■ Brief
For the entries below, say how many lines hold the word "plumage", with the number as the only reply.

———

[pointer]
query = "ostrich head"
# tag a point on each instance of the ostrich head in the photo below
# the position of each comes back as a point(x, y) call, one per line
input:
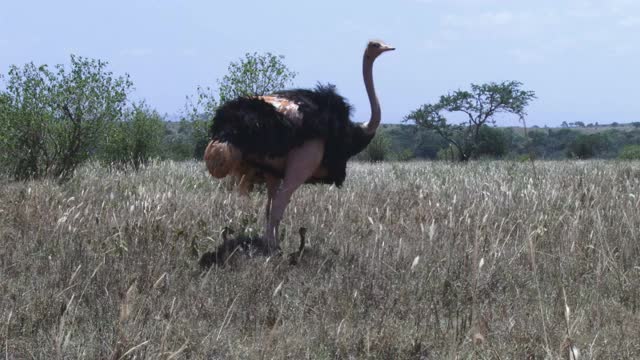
point(377, 47)
point(373, 50)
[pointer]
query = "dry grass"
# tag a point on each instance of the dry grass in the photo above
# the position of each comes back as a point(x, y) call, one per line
point(418, 260)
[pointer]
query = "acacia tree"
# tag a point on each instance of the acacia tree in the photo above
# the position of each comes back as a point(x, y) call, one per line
point(54, 119)
point(479, 106)
point(255, 74)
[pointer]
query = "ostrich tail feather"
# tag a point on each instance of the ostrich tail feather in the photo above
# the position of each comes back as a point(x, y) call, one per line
point(221, 158)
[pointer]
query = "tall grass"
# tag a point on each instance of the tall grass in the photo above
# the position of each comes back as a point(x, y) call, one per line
point(411, 260)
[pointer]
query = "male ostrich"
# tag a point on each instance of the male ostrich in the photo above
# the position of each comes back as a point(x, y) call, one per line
point(290, 138)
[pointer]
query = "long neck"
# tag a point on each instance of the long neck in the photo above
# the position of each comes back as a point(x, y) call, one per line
point(367, 72)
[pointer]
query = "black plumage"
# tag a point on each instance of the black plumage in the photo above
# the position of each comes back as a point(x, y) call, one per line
point(258, 129)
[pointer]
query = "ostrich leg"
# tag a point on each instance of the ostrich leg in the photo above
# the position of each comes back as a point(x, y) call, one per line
point(301, 163)
point(272, 187)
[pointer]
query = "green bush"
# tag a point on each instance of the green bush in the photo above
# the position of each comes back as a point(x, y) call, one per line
point(630, 152)
point(136, 138)
point(450, 153)
point(53, 120)
point(378, 148)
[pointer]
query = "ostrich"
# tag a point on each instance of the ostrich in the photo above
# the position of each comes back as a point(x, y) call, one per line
point(290, 138)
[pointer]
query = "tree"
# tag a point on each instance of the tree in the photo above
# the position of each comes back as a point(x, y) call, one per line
point(630, 152)
point(136, 138)
point(255, 74)
point(587, 146)
point(479, 106)
point(378, 148)
point(54, 119)
point(492, 142)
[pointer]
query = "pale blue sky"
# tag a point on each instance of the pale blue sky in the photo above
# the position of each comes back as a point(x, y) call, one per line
point(580, 56)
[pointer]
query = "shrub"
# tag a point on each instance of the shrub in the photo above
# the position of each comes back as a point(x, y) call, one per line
point(136, 138)
point(630, 152)
point(54, 120)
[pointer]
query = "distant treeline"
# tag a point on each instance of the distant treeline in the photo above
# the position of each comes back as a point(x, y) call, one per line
point(603, 141)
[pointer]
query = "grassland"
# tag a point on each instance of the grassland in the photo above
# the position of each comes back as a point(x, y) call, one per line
point(414, 260)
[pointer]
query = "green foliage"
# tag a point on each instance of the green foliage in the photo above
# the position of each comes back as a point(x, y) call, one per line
point(492, 142)
point(630, 152)
point(136, 138)
point(449, 153)
point(479, 106)
point(255, 74)
point(54, 119)
point(588, 146)
point(378, 148)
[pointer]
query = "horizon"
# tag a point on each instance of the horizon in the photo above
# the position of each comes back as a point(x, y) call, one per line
point(577, 55)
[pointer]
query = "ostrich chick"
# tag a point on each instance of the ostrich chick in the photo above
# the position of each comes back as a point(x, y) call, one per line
point(290, 138)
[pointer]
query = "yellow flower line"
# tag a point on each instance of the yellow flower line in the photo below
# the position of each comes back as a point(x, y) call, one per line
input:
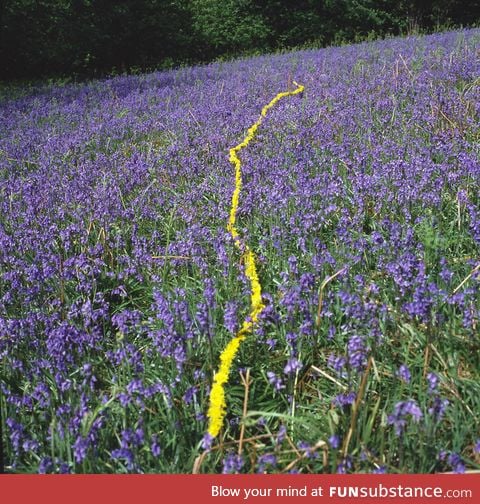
point(217, 408)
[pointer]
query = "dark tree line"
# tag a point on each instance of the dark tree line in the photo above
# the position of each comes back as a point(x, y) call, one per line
point(93, 37)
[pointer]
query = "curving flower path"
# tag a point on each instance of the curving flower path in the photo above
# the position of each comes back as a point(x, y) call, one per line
point(217, 407)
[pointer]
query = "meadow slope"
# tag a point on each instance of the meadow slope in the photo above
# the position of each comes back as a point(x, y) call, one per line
point(120, 284)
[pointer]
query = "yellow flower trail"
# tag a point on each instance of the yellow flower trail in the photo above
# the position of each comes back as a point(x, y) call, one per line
point(217, 407)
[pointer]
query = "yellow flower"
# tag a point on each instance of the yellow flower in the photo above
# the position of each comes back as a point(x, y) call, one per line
point(217, 408)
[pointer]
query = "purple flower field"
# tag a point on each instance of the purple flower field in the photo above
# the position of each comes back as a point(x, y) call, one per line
point(120, 285)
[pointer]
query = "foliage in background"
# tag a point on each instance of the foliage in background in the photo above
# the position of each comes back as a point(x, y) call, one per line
point(120, 285)
point(93, 37)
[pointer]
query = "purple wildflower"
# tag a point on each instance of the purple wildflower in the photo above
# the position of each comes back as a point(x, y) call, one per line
point(404, 409)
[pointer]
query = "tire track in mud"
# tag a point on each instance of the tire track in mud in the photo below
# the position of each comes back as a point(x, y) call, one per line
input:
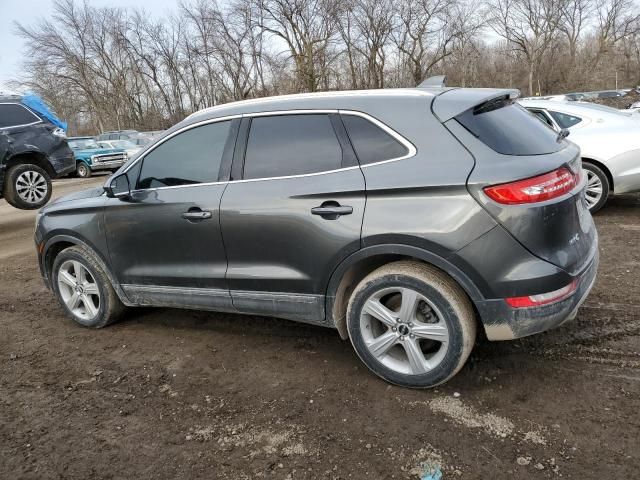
point(586, 339)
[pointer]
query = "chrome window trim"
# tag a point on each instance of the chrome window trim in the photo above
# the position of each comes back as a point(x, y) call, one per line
point(412, 151)
point(39, 120)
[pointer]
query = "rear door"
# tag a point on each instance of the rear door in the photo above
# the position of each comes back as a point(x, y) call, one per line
point(291, 213)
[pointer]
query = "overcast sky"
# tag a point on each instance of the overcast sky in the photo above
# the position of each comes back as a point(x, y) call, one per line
point(28, 12)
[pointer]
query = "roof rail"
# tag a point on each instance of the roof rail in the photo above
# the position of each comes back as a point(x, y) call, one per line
point(435, 81)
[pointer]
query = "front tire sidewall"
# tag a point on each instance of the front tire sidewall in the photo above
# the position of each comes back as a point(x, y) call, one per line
point(11, 187)
point(102, 318)
point(449, 364)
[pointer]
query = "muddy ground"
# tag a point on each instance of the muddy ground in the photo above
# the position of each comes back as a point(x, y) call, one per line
point(181, 394)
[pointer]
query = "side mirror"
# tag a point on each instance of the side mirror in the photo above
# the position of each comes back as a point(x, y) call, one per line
point(118, 186)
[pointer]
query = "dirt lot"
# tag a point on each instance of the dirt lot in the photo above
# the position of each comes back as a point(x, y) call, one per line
point(180, 394)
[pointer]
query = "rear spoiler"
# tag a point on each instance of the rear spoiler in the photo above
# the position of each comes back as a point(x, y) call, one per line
point(452, 103)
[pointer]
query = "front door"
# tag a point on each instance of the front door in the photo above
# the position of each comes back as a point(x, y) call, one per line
point(293, 213)
point(164, 241)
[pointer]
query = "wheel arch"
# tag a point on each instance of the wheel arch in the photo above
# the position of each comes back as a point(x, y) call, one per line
point(358, 265)
point(602, 167)
point(60, 242)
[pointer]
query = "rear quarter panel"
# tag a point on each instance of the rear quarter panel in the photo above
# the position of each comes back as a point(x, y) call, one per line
point(423, 200)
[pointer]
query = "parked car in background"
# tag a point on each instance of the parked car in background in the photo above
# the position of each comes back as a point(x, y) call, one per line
point(475, 217)
point(33, 150)
point(609, 142)
point(90, 157)
point(119, 135)
point(130, 147)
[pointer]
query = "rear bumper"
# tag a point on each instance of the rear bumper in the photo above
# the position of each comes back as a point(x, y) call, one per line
point(502, 322)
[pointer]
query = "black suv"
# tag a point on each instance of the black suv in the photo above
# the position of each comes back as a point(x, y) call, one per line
point(406, 219)
point(32, 151)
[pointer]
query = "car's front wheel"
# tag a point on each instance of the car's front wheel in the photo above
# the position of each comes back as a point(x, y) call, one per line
point(82, 170)
point(27, 187)
point(411, 324)
point(83, 288)
point(597, 191)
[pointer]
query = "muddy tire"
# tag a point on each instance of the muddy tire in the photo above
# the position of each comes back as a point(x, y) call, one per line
point(82, 170)
point(83, 288)
point(598, 187)
point(27, 187)
point(411, 324)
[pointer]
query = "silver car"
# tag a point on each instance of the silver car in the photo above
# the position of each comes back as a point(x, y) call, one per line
point(608, 139)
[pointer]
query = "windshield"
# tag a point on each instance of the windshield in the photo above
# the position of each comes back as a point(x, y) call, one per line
point(123, 144)
point(83, 144)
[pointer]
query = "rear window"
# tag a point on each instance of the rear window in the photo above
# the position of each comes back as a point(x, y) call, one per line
point(12, 114)
point(564, 119)
point(508, 128)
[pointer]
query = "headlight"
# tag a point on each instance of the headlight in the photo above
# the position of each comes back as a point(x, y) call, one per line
point(58, 132)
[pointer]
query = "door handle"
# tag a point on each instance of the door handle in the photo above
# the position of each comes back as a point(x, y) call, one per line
point(195, 215)
point(331, 210)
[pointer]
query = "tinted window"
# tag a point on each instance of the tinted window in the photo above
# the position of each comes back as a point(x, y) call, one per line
point(12, 114)
point(542, 117)
point(190, 157)
point(371, 143)
point(291, 145)
point(508, 128)
point(564, 119)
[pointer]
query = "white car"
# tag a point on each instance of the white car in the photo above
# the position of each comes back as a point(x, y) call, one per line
point(130, 147)
point(609, 141)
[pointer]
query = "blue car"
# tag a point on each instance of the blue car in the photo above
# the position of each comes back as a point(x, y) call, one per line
point(91, 157)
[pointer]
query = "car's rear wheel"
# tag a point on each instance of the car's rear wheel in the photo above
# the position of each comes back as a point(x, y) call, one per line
point(411, 324)
point(598, 187)
point(82, 170)
point(27, 187)
point(83, 288)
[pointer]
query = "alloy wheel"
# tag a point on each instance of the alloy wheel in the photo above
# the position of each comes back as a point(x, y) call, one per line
point(31, 186)
point(79, 290)
point(404, 331)
point(593, 193)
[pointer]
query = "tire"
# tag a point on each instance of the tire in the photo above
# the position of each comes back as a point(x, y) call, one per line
point(82, 170)
point(598, 187)
point(441, 309)
point(92, 310)
point(27, 187)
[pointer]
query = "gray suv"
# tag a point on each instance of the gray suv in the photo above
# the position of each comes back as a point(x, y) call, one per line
point(406, 219)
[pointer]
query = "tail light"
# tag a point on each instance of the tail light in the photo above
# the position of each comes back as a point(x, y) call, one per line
point(537, 189)
point(543, 298)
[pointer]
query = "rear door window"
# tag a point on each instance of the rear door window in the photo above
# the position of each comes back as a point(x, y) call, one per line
point(285, 145)
point(371, 143)
point(564, 119)
point(508, 128)
point(13, 114)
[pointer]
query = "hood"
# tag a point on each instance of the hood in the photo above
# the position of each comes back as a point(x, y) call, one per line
point(82, 194)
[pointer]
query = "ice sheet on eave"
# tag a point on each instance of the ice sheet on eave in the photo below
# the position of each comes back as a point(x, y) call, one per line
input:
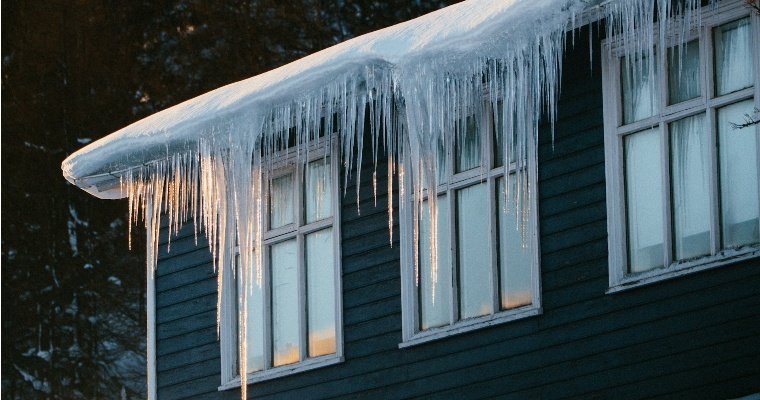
point(474, 28)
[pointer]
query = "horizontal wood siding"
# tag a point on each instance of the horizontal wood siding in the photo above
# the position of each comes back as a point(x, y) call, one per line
point(697, 336)
point(187, 362)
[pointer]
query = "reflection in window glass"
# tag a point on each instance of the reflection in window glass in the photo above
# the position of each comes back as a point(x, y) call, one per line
point(683, 72)
point(515, 254)
point(738, 176)
point(468, 147)
point(255, 322)
point(638, 87)
point(473, 249)
point(320, 292)
point(733, 56)
point(434, 310)
point(281, 201)
point(285, 325)
point(643, 191)
point(690, 169)
point(318, 195)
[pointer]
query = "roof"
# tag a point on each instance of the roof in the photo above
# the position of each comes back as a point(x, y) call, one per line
point(472, 29)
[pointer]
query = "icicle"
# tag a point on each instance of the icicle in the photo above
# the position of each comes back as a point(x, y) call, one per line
point(417, 110)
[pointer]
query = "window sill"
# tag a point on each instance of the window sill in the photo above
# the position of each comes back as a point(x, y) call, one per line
point(470, 324)
point(657, 275)
point(285, 370)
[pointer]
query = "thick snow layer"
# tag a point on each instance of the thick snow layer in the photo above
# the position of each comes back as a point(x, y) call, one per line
point(468, 30)
point(207, 159)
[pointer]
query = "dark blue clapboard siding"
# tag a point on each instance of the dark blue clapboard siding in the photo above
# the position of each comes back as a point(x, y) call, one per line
point(697, 336)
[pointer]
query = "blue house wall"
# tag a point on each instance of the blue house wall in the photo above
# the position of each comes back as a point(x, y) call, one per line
point(697, 336)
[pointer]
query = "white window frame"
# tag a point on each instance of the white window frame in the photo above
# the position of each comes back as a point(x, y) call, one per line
point(707, 104)
point(411, 336)
point(288, 162)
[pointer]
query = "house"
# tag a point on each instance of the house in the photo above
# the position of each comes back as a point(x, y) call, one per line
point(598, 241)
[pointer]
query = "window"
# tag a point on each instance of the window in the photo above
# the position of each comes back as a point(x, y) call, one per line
point(294, 317)
point(487, 265)
point(682, 184)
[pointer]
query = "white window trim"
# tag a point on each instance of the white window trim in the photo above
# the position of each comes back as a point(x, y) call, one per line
point(409, 298)
point(288, 161)
point(619, 280)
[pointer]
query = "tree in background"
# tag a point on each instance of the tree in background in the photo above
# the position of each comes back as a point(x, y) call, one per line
point(72, 71)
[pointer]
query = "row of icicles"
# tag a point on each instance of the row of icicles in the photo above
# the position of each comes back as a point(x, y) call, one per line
point(412, 115)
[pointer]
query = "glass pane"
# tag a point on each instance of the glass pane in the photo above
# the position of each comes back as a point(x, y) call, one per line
point(515, 254)
point(255, 321)
point(690, 170)
point(281, 201)
point(683, 72)
point(733, 56)
point(473, 249)
point(320, 292)
point(738, 176)
point(318, 194)
point(285, 325)
point(435, 294)
point(468, 147)
point(643, 195)
point(638, 87)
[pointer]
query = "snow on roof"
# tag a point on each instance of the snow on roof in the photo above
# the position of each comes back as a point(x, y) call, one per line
point(467, 30)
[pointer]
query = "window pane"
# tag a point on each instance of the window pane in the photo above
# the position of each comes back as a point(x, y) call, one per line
point(255, 322)
point(285, 309)
point(320, 292)
point(281, 201)
point(318, 194)
point(468, 147)
point(515, 254)
point(738, 176)
point(638, 87)
point(435, 297)
point(683, 72)
point(473, 249)
point(690, 169)
point(733, 56)
point(643, 195)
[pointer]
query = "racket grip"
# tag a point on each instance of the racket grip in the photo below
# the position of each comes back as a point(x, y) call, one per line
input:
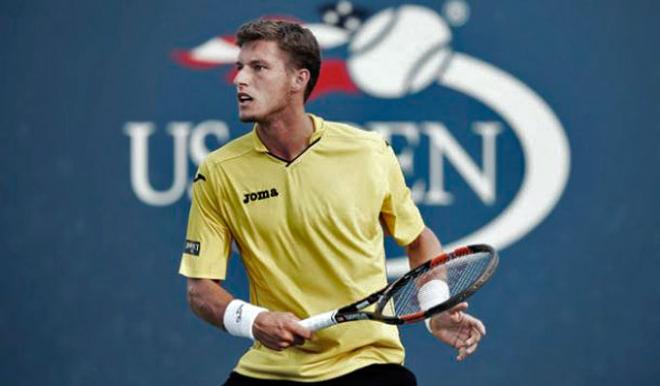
point(320, 321)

———

■ Answer to the exercise
2